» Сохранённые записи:
******************************

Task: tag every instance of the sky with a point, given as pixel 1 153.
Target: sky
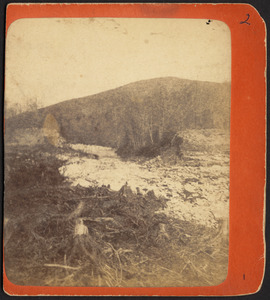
pixel 51 60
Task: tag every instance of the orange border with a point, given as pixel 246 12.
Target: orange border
pixel 248 139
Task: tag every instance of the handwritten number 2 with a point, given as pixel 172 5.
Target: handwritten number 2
pixel 245 22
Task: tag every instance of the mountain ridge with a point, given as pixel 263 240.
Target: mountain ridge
pixel 136 114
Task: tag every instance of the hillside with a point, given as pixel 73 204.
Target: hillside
pixel 135 115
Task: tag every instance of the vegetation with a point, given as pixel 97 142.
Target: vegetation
pixel 125 240
pixel 137 117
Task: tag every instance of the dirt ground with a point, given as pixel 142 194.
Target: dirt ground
pixel 60 234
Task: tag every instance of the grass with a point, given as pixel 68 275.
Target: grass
pixel 128 244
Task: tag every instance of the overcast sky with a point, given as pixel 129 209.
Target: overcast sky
pixel 53 60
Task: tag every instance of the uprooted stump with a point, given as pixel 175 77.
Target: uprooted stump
pixel 74 236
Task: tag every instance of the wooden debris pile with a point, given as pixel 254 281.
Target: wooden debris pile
pixel 74 236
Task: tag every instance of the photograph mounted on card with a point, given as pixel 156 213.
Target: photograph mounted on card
pixel 126 168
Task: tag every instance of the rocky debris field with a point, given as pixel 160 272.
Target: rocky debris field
pixel 77 229
pixel 197 186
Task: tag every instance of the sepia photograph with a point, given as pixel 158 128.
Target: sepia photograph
pixel 117 152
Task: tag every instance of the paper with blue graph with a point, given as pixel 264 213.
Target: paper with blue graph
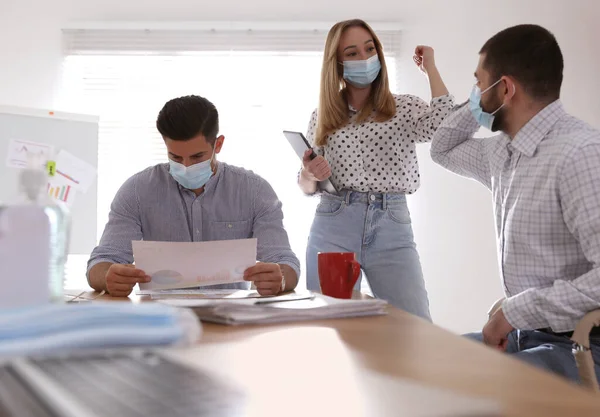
pixel 193 264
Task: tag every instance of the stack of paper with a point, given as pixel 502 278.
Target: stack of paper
pixel 279 309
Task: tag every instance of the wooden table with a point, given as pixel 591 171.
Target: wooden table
pixel 318 364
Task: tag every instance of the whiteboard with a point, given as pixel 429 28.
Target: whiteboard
pixel 75 133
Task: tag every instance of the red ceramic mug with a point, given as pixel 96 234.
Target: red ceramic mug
pixel 338 273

******************************

» Условие задания: Измените все данные, заменив в них «Target» на «Object». Больше ничего не меняйте и не включайте изображения в ответ.

» Ответ к заданию:
Task: tag every instance of the sky with a point, given as pixel 1 153.
Object: sky
pixel 51 60
Task: tag every instance of the orange border with a point, given as pixel 246 12.
Object: orange border
pixel 248 139
Task: tag every instance of the handwritten number 2 with a point, given as pixel 172 5.
Object: handwritten number 2
pixel 245 22
Task: tag every instance of the mountain ridge with a point, given as pixel 263 240.
Object: mountain ridge
pixel 136 114
Task: tag every instance of the hillside with a point, given as pixel 73 204.
Object: hillside
pixel 135 115
Task: tag every instance of the vegetation with a point, given as pixel 97 142.
Object: vegetation
pixel 125 240
pixel 137 117
Task: tag every instance of the dirt ground with a point, given as pixel 142 194.
Object: dirt ground
pixel 60 234
Task: tag every instance of the grass with a point, given as pixel 68 275.
Object: grass
pixel 128 244
Task: tag every instance of the overcast sky with a point, given as pixel 129 209.
Object: overcast sky
pixel 53 60
Task: tag every instance of the uprooted stump with a point, given as pixel 175 77.
Object: uprooted stump
pixel 74 236
Task: tag every instance of the wooden debris pile with a point, given as pixel 254 281.
Object: wooden debris pile
pixel 74 236
Task: tag every instance of the photograph mounted on card with a point, given as pixel 156 213.
Object: photograph mounted on card
pixel 126 168
Task: tag every instance of the rocky debris field with a point, given as pixel 160 272.
Object: rocky debris field
pixel 77 229
pixel 197 186
Task: tag every instance of the sepia photograph with a point, given as pixel 158 128.
Object: sepia photograph
pixel 117 152
Task: tag every instance of the paper with blue graph with a point, given as pixel 264 213.
Object: paper with blue graph
pixel 193 264
Task: tag every instance of the stack of paper with a point, given as pixel 502 278.
Object: stack of paper
pixel 279 309
Task: tag every instance of the wooden table with a point, given as pixel 591 171.
Object: wooden table
pixel 318 364
Task: tag every instance of the whiteboard with a point, given as pixel 429 28.
Object: whiteboard
pixel 75 133
Task: tag every instance of the red ceramic mug with a point, given as pixel 96 234.
Object: red ceramic mug
pixel 338 273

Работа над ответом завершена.